-- RECORD SET follows --

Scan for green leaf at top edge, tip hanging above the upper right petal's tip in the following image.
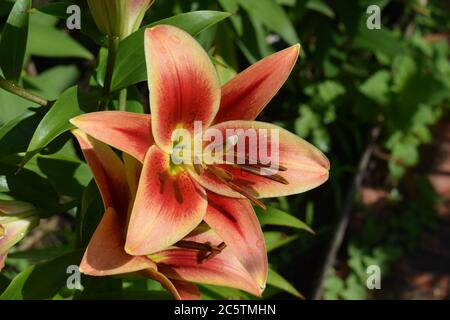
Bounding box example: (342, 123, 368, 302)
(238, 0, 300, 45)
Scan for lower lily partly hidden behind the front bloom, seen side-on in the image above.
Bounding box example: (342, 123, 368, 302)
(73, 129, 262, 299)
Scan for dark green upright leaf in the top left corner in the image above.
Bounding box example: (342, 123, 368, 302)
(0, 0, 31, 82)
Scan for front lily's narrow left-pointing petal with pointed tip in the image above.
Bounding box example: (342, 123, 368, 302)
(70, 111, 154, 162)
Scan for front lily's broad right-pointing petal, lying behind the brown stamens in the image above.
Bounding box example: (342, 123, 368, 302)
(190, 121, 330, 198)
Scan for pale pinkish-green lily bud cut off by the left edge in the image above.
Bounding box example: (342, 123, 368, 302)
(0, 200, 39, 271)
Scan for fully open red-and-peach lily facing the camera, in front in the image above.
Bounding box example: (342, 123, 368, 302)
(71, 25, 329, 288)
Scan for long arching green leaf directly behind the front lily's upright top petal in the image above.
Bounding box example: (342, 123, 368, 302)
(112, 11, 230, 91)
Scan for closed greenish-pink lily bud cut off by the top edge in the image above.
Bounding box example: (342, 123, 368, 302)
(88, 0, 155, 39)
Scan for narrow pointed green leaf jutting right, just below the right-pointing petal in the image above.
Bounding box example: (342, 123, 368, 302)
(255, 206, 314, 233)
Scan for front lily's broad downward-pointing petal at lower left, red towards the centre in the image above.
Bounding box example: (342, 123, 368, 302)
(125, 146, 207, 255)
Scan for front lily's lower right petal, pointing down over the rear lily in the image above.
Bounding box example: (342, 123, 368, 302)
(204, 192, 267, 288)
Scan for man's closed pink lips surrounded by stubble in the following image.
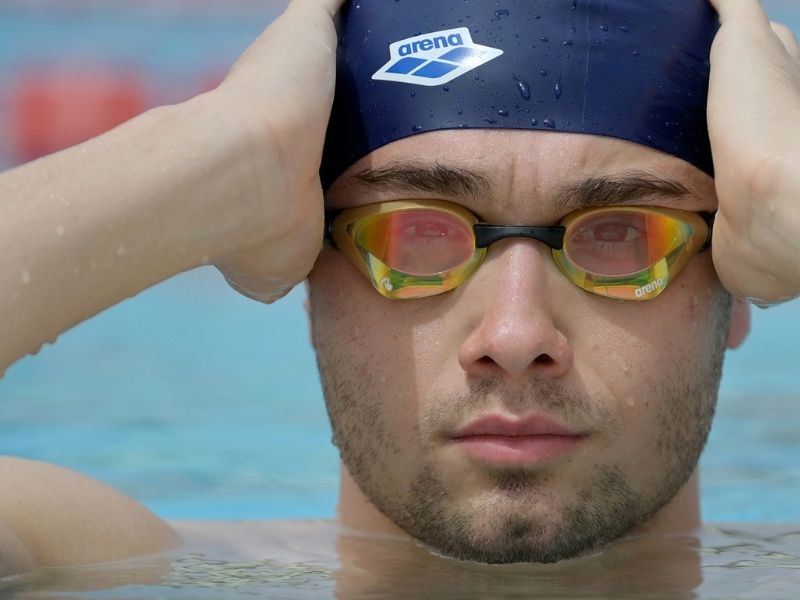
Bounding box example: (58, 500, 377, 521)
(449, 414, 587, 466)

-- RECORD SET concluded --
-- RECORD SET follows --

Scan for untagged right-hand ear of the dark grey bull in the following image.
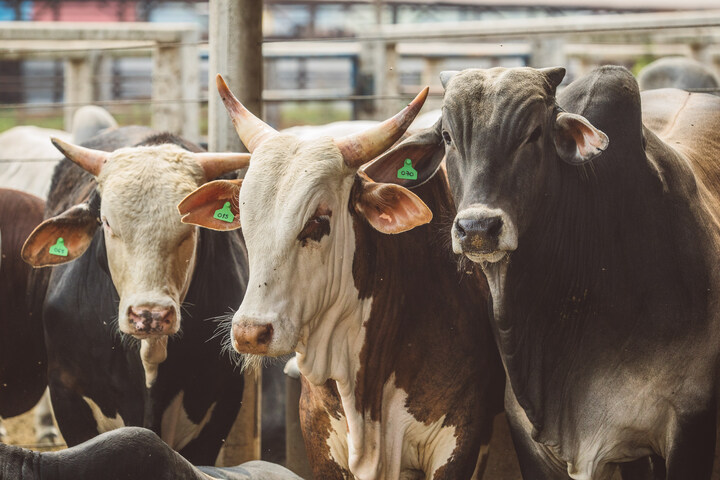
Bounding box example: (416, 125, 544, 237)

-- RECORD SET concluded --
-- RECORD SET follows --

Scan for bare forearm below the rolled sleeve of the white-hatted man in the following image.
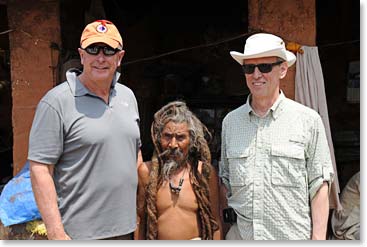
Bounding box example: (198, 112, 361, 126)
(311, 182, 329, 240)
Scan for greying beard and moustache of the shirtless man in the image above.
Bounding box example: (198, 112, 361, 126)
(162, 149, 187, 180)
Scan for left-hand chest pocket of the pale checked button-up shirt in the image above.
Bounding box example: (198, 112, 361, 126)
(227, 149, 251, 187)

-- RECORD SET concluded --

» **WORK INSTRUCTIONS**:
Scan the entries above for the string "broad", and copy every line where it turns up.

» **ANSWER FOR THE TASK**:
Scan for front lily's broad right-pointing petal, lying behind the brown stamens in the image above.
Scan for front lily's broad downward-pointing petal at lower left, red towards the centre in the image above.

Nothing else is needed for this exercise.